[Stored records]
____________
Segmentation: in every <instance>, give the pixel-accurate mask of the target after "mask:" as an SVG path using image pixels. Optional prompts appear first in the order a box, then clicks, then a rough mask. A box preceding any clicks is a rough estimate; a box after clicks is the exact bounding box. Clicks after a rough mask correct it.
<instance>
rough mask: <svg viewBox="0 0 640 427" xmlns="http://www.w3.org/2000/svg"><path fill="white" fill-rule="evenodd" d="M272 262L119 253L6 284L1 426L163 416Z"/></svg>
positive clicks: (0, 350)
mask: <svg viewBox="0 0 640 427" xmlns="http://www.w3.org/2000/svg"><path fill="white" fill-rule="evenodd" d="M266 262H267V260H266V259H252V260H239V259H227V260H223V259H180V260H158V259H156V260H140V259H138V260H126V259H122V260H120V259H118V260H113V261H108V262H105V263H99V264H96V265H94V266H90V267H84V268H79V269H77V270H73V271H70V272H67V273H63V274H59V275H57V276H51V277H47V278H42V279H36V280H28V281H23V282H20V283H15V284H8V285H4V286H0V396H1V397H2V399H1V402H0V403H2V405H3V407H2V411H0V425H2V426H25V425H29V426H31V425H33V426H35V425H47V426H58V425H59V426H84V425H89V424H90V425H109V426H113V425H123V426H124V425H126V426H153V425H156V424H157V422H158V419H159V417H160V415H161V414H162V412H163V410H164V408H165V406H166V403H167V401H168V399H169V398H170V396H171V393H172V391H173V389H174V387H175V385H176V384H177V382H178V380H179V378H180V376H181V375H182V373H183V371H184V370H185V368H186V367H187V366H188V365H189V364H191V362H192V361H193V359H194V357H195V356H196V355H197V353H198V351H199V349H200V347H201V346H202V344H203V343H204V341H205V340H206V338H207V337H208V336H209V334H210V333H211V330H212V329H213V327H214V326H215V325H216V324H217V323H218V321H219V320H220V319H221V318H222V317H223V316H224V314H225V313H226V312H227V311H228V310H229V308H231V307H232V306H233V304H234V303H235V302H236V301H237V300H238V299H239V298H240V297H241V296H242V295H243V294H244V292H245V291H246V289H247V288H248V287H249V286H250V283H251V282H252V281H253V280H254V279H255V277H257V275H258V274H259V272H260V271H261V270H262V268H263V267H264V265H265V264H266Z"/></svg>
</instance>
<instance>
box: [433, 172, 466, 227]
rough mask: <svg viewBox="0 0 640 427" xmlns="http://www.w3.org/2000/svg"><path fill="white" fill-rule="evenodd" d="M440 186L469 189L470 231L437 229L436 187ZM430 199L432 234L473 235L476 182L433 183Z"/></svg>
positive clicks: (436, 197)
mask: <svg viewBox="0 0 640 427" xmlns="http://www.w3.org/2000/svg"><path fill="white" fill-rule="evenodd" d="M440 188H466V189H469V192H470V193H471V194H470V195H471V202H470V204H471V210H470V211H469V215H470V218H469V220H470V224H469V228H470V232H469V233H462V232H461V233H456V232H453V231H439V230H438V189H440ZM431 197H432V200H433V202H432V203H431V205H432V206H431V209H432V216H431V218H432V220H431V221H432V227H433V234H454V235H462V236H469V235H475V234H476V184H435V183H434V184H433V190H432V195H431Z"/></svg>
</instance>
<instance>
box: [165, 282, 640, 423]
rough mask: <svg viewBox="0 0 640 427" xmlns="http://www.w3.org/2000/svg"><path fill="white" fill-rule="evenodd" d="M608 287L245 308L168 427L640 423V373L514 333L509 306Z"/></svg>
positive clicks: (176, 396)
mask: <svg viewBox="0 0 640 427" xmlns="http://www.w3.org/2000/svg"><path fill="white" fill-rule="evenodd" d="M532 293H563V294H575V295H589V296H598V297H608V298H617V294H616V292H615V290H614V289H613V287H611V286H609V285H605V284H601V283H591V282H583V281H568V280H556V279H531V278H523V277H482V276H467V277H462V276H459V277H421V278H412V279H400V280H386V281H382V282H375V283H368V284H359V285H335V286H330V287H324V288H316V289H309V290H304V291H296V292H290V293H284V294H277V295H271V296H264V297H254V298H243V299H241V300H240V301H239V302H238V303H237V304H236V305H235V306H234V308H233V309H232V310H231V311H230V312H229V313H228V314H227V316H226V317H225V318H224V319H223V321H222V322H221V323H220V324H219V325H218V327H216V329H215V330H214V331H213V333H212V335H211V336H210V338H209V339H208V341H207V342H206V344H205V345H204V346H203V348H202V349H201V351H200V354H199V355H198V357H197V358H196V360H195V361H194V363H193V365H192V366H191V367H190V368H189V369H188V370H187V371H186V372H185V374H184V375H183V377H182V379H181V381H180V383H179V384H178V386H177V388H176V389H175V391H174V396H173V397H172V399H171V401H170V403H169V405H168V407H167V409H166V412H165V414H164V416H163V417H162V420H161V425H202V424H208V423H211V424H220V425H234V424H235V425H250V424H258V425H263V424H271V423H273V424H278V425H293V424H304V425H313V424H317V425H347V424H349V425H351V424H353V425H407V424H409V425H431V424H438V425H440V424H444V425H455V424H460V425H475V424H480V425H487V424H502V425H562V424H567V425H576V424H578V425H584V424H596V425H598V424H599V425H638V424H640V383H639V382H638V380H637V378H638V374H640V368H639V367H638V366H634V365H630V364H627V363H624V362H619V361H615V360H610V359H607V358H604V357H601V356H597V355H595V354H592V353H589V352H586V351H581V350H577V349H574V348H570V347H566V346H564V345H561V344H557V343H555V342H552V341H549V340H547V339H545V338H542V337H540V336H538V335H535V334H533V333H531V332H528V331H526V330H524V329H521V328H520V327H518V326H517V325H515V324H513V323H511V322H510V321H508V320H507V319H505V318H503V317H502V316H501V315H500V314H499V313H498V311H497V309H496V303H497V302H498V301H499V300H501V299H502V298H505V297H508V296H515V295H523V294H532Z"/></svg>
____________
Problem description:
Write the records out once more, exactly as shown.

Result of this task:
Segmentation: in every <instance>, give the pixel-accurate mask of the target after "mask:" as an SVG path using image pixels. Optional prompts appear first in the order a box, then clicks, then a rough mask. A box preceding any clicks is a rough estimate; a box after clicks is the exact bounding box. Clicks after a rough mask correct it.
<instance>
rough mask: <svg viewBox="0 0 640 427" xmlns="http://www.w3.org/2000/svg"><path fill="white" fill-rule="evenodd" d="M272 262L119 253L6 284L1 426L163 416Z"/></svg>
positive clicks: (0, 350)
mask: <svg viewBox="0 0 640 427" xmlns="http://www.w3.org/2000/svg"><path fill="white" fill-rule="evenodd" d="M266 262H267V260H266V259H252V260H239V259H227V260H223V259H180V260H158V259H156V260H140V259H138V260H126V259H122V260H120V259H118V260H113V261H108V262H105V263H99V264H96V265H94V266H90V267H84V268H79V269H77V270H73V271H70V272H67V273H63V274H59V275H57V276H51V277H47V278H42V279H36V280H28V281H23V282H20V283H15V284H8V285H4V286H0V396H1V397H2V399H1V402H0V403H2V405H3V407H2V411H0V425H2V426H25V425H29V426H31V425H33V426H35V425H47V426H58V425H59V426H84V425H89V424H90V425H109V426H113V425H123V426H124V425H126V426H153V425H156V424H157V422H158V419H159V417H160V415H161V414H162V412H163V410H164V408H165V406H166V403H167V401H168V399H169V398H170V396H171V393H172V391H173V389H174V387H175V385H176V384H177V382H178V380H179V378H180V376H181V375H182V373H183V371H184V370H185V368H186V367H187V366H188V365H189V364H191V362H192V361H193V359H194V357H195V356H196V355H197V353H198V351H199V349H200V347H201V346H202V344H203V343H204V341H205V340H206V338H207V337H208V336H209V334H210V333H211V330H212V329H213V327H214V326H215V325H216V324H217V323H218V321H219V320H220V319H221V318H222V317H223V316H224V314H225V313H226V312H227V311H228V310H229V308H231V307H232V306H233V304H234V303H235V302H236V301H237V300H238V299H239V298H240V297H241V296H242V295H243V294H244V292H245V291H246V289H247V288H248V287H249V286H250V283H251V282H252V281H253V280H254V279H255V277H257V275H258V274H259V272H260V271H261V270H262V268H263V267H264V265H265V264H266Z"/></svg>
</instance>
<instance>
box: [433, 172, 466, 227]
rough mask: <svg viewBox="0 0 640 427" xmlns="http://www.w3.org/2000/svg"><path fill="white" fill-rule="evenodd" d="M440 186L469 189L470 231L437 229L436 187ZM430 199L432 234L473 235L476 182L433 183Z"/></svg>
positive clicks: (436, 197)
mask: <svg viewBox="0 0 640 427" xmlns="http://www.w3.org/2000/svg"><path fill="white" fill-rule="evenodd" d="M440 188H466V189H469V192H470V193H471V194H470V195H471V202H470V204H471V210H470V211H469V215H470V218H469V220H470V224H469V228H470V232H469V233H462V232H461V233H456V232H453V231H439V230H438V189H440ZM431 197H432V200H433V202H432V203H431V205H432V206H431V209H432V216H431V218H432V220H431V221H432V227H433V234H454V235H462V236H469V235H475V234H476V184H435V183H434V184H433V190H432V195H431Z"/></svg>
</instance>
<instance>
box: [165, 282, 640, 423]
rough mask: <svg viewBox="0 0 640 427" xmlns="http://www.w3.org/2000/svg"><path fill="white" fill-rule="evenodd" d="M608 287L245 308L168 427L640 423V373L514 333L509 306Z"/></svg>
positive clicks: (176, 396)
mask: <svg viewBox="0 0 640 427" xmlns="http://www.w3.org/2000/svg"><path fill="white" fill-rule="evenodd" d="M532 293H563V294H575V295H589V296H598V297H608V298H617V294H616V292H615V290H614V289H613V287H611V286H609V285H605V284H601V283H591V282H583V281H568V280H556V279H531V278H523V277H482V276H467V277H462V276H459V277H421V278H412V279H400V280H386V281H382V282H375V283H368V284H359V285H335V286H330V287H324V288H316V289H309V290H304V291H296V292H290V293H284V294H277V295H271V296H264V297H254V298H243V299H241V300H240V301H239V302H238V303H237V304H236V305H235V306H234V308H233V309H232V310H231V311H230V312H229V313H228V314H227V316H226V317H225V318H224V319H223V321H222V322H221V323H220V324H219V325H218V327H216V329H215V330H214V331H213V333H212V335H211V336H210V338H209V339H208V341H207V342H206V344H205V345H204V346H203V348H202V349H201V351H200V354H199V355H198V357H197V358H196V360H195V361H194V363H193V365H192V366H191V367H190V368H189V369H188V370H187V371H186V372H185V374H184V375H183V377H182V379H181V381H180V383H179V384H178V386H177V388H176V389H175V391H174V396H173V397H172V399H171V401H170V403H169V405H168V407H167V409H166V412H165V414H164V416H163V417H162V420H161V425H202V424H208V423H211V424H220V425H234V424H235V425H250V424H258V425H263V424H271V423H273V424H278V425H293V424H304V425H313V424H317V425H347V424H349V425H351V424H353V425H407V424H409V425H431V424H438V425H440V424H444V425H455V424H460V425H475V424H480V425H487V424H502V425H562V424H567V425H576V424H578V425H584V424H596V425H598V424H599V425H638V424H640V383H639V382H638V380H637V378H638V374H640V368H639V367H638V366H634V365H630V364H627V363H624V362H619V361H615V360H610V359H607V358H604V357H601V356H597V355H595V354H592V353H589V352H586V351H581V350H577V349H574V348H570V347H566V346H564V345H561V344H557V343H555V342H552V341H549V340H547V339H545V338H542V337H540V336H538V335H535V334H533V333H531V332H528V331H526V330H524V329H521V328H520V327H518V326H517V325H515V324H513V323H511V322H510V321H508V320H507V319H505V318H503V317H502V316H501V315H500V314H499V313H498V311H497V309H496V303H497V302H498V301H499V300H501V299H502V298H505V297H508V296H515V295H523V294H532Z"/></svg>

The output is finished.